* Dokumentabschnitt
************

Sieben Jahre alt ist das Kranken-Versicherungs-Gesetz. Und kaum ein Gesetz ist so umstritten wie das KVG. Drei Ziele verfolgte es, eines hat es erreicht: Die Lücken im so genannten Leistungskatalog sind (weitgehend) geschlossen.

Nicht ganz erreicht wurde das Ziel, die Solidarität zu stärken: Kantone sollten sich zusammen mit den Krankenkassen an den Kosten stationärer Behandlungen beteiligen. Das «Wie» ist jedoch umstritten, der Geldfluss der Kantone sinkt kontinuierlich. Die soziale Abfederung des KVG wird dadurch geschwächt.

Eine Kosteneindämmung, das dritte Ziel, wurde nicht erreicht. 1999 betrug die Kostensteigerung in der obligatorischen Krankenpflege-Versicherung immer noch über 4%.

Die strittigen Punkte…

Die Vorschläge der vorberatenden Kommission für die zweite Revision sind nicht minder umstritten als das KVG. Bei der Spitalfinanzierung sollen sich Kantone und Krankenversicherer sämtliche Investitions- und Betriebskosten hälftig teilen. So auch die Behandlungskosten der Leistungen, die im so genannten Leistungs-Katalog der obligatorischen Kranken-Versicherung aufgeführt sind. Im Klartext: Die Kantone sollen sich auch an den Kosten der Privat- und Halbprivat-Versicherten beteiligen. Die Kantone rechnen dabei mit Mehrkosten von mindestens 1 Milliarde Franken.

************

Gespeicherte Einträge
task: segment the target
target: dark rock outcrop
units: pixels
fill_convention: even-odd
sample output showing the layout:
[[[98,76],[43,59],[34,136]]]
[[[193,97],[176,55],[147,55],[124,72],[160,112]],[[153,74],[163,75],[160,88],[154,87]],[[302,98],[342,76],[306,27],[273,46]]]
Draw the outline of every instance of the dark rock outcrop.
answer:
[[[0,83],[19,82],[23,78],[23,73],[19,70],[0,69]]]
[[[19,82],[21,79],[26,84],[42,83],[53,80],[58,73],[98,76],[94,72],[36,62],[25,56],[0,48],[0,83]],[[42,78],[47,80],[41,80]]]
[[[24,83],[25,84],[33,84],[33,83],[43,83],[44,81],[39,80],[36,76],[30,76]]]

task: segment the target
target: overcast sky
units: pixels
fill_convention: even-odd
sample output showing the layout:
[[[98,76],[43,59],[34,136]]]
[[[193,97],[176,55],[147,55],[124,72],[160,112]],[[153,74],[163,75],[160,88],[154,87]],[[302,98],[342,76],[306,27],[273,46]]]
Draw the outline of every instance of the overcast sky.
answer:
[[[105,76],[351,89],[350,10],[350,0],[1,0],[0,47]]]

************

* Zu erledigende Aufgaben
• A. Fassen Sie den Abschnitt über das KVG in zwei Sätzen zusammen.
• B. Wiederholen Sie wortgetreu die Stelle im Abschnitt über das KVG, die bei den Worten „Eine Kosteneindämmung, das“ beginnt, und hören Sie nach „1 Milliarde Franken.“ auf.
Die Datensätze haben mit dem Abschnitt über das KVG nichts zu tun.

* Nummerierte Antworten
• A. Von den drei Zielen des seit sieben Jahren geltenden Krankenversicherungsgesetzes wurde nur eines erreicht: Die Lücken im Leistungskatalog sind weitgehend geschlossen. Die Stärkung der Solidarität wurde nicht ganz erreicht und die Kosteneindämmung gar nicht, und auch die Kommissionsvorschläge zur zweiten Revision sind umstritten, da sich Kantone und Krankenversicherer die Spitalkosten hälftig teilen sollen und die Kantone mit Mehrkosten von mindestens 1 Milliarde Franken rechnen.

• B.
Eine Kosteneindämmung, das dritte Ziel, wurde nicht erreicht. 1999 betrug die Kostensteigerung in der obligatorischen Krankenpflege-Versicherung immer noch über 4%.

Die strittigen Punkte…

Die Vorschläge der vorberatenden Kommission für die zweite Revision sind nicht minder umstritten als das KVG. Bei der Spitalfinanzierung sollen sich Kantone und Krankenversicherer sämtliche Investitions- und Betriebskosten hälftig teilen. So auch die Behandlungskosten der Leistungen, die im so genannten Leistungs-Katalog der obligatorischen Kranken-Versicherung aufgeführt sind. Im Klartext: Die Kantone sollen sich auch an den Kosten der Privat- und Halbprivat-Versicherten beteiligen. Die Kantone rechnen dabei mit Mehrkosten von mindestens 1 Milliarde Franken.